YOUR GOAL >> Could you reproduce verbatim the part that opens with the line containing "of the beige" and closes with the line containing "[[142, 79], [157, 191], [194, 191], [187, 77]]", including both of those lines?

EXTRACTED MATERIAL >>
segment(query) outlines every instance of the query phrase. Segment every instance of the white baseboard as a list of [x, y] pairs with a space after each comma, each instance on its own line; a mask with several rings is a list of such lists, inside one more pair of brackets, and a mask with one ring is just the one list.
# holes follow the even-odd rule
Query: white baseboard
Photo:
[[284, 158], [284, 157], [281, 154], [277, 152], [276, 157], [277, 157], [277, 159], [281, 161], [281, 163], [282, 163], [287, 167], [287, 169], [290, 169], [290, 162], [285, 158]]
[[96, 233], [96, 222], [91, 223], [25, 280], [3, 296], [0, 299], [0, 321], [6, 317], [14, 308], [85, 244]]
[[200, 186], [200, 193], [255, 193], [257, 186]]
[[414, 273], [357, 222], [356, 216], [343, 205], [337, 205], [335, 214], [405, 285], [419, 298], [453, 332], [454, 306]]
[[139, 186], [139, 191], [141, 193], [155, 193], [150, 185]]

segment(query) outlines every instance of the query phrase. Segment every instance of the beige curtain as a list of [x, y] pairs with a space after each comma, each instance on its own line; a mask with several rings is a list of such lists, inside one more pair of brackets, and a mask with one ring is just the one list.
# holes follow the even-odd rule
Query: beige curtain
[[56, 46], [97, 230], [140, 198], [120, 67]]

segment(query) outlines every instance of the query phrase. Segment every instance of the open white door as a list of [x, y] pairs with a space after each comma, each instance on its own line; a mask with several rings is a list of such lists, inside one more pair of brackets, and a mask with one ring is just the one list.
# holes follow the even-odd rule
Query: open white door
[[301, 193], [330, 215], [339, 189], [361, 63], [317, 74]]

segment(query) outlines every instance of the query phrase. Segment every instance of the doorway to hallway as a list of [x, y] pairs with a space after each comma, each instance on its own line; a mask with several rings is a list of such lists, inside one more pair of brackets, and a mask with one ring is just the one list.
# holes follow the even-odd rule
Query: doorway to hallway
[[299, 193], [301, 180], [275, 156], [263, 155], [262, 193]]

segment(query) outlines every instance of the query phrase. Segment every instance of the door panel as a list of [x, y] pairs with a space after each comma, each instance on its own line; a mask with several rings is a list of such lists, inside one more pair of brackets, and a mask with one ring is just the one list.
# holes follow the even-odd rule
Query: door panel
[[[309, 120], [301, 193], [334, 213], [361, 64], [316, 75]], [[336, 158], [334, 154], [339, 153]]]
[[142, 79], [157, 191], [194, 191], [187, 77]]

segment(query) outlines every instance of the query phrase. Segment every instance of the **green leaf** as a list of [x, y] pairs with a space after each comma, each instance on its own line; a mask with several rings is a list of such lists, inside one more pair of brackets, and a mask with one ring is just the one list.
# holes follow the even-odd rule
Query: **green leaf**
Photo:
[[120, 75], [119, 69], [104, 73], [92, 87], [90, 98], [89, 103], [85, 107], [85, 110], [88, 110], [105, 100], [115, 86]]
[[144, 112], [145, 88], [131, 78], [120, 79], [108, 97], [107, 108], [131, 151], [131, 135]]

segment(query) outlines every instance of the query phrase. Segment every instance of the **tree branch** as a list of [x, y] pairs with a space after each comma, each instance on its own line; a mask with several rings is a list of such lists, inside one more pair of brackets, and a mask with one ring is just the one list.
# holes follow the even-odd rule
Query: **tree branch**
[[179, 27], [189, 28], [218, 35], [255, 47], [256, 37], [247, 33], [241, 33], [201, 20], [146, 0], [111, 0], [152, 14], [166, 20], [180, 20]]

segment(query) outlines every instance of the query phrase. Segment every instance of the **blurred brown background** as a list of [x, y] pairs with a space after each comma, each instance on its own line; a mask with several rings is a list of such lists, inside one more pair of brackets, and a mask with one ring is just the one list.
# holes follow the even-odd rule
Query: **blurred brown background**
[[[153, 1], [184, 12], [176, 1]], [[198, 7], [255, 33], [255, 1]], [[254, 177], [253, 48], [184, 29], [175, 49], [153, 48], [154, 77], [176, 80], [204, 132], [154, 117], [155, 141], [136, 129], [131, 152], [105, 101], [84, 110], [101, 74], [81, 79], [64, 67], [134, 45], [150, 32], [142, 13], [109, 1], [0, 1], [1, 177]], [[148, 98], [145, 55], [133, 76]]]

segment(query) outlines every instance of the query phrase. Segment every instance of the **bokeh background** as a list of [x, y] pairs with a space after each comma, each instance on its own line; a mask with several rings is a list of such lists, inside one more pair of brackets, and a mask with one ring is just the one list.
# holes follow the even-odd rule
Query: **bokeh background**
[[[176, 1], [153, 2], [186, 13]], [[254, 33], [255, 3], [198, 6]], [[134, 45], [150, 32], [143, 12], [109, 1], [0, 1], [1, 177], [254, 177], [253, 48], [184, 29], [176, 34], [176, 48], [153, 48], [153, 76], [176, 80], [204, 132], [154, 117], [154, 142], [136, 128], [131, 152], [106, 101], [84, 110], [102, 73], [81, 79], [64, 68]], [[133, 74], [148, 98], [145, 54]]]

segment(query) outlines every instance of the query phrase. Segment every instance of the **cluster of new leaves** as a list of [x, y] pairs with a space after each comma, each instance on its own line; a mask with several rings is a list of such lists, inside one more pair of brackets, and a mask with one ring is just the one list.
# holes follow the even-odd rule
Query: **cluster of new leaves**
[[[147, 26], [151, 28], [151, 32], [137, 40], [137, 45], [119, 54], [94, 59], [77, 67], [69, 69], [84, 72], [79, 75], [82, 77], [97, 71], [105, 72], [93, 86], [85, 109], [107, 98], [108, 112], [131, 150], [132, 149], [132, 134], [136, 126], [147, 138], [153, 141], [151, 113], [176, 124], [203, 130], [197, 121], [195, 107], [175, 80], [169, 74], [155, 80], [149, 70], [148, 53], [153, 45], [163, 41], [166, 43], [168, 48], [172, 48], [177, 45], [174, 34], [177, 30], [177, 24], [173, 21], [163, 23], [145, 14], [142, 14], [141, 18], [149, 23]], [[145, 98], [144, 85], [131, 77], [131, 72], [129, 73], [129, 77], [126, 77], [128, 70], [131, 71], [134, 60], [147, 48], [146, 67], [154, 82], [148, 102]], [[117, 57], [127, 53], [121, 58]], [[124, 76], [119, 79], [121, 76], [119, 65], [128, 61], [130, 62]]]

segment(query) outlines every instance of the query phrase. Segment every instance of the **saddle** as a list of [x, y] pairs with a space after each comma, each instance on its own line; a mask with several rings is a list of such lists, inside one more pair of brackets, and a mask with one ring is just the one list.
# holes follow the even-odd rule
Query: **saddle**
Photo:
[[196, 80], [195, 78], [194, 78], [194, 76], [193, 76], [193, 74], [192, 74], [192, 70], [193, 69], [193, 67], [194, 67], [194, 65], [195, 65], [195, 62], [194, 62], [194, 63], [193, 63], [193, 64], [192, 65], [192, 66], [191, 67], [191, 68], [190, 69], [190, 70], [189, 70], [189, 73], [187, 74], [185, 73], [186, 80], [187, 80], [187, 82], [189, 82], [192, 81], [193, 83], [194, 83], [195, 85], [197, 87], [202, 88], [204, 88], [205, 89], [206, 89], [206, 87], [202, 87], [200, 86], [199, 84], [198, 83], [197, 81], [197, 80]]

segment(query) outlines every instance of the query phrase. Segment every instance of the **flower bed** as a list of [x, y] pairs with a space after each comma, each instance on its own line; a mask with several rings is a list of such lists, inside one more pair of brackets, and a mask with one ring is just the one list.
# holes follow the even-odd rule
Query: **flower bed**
* * *
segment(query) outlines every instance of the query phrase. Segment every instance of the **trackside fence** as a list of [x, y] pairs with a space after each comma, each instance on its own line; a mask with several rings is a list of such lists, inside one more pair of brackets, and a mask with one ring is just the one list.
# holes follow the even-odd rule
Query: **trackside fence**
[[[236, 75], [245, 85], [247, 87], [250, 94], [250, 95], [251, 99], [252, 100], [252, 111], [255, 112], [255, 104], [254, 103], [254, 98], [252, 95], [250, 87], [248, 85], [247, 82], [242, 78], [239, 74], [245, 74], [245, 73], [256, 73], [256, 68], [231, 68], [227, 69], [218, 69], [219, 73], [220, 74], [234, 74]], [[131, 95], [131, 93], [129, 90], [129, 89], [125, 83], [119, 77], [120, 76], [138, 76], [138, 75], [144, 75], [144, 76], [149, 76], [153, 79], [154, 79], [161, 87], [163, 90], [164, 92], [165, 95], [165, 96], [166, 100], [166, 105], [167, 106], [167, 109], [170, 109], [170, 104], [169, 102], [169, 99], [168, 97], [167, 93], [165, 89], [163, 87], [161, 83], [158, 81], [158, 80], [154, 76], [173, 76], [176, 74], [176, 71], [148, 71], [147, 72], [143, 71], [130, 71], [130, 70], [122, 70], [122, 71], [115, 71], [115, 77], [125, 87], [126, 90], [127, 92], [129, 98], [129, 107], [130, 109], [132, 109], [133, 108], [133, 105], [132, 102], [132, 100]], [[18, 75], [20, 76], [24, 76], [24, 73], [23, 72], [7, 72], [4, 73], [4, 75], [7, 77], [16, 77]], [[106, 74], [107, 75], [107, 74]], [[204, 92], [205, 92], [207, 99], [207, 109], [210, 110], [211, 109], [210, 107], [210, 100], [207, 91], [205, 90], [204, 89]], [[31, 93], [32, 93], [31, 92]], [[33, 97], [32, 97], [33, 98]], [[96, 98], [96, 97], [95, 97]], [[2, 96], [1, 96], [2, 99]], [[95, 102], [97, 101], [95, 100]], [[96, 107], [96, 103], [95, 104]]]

ANSWER IN FULL >>
segment(query) outlines every instance of the query phrase. Segment every instance of the beige curtain as a list of [x, y] pairs with a space after each comma, each instance on its own line; a mask with several rings is a list of such lists, inside one more pair of brackets, and a mask with one ring is just the one list.
# holes follow the even-odd rule
Query: beige curtain
[[56, 46], [97, 230], [140, 198], [120, 67]]

segment(query) outlines every instance of the query phrase. Segment every instance of the open white door as a list of [x, y] pairs with a space after each comma, each instance on its own line; a mask with several rings is a list of such lists, inside one more pair of brackets, and a mask with one ring is just the one list.
# holes follow the even-odd rule
Query: open white door
[[301, 193], [330, 215], [339, 189], [361, 63], [317, 74]]

segment(query) outlines every instance of the query phrase. Segment every instance of the doorway to hallway as a list of [x, y] pairs with a space after each comma, each instance on its own line; a mask with several rings is a list of such lists, inside one more pair of brackets, and a mask with one ring is just the one list.
# holes follow the even-odd rule
Query: doorway to hallway
[[299, 193], [301, 180], [275, 156], [263, 155], [262, 193]]

segment(query) outlines every instance of the query phrase. Segment every instance of the door panel as a list of [x, y] pairs with a space after each comma, each instance on its own line; a mask with several rings is a list of such lists, inside one more pair of brackets, and a mask with one ring is just the one list.
# holes follow the even-odd rule
Query: door panel
[[[309, 120], [301, 193], [334, 213], [361, 64], [316, 75]], [[336, 158], [334, 154], [339, 153]]]
[[142, 79], [157, 191], [194, 191], [187, 77]]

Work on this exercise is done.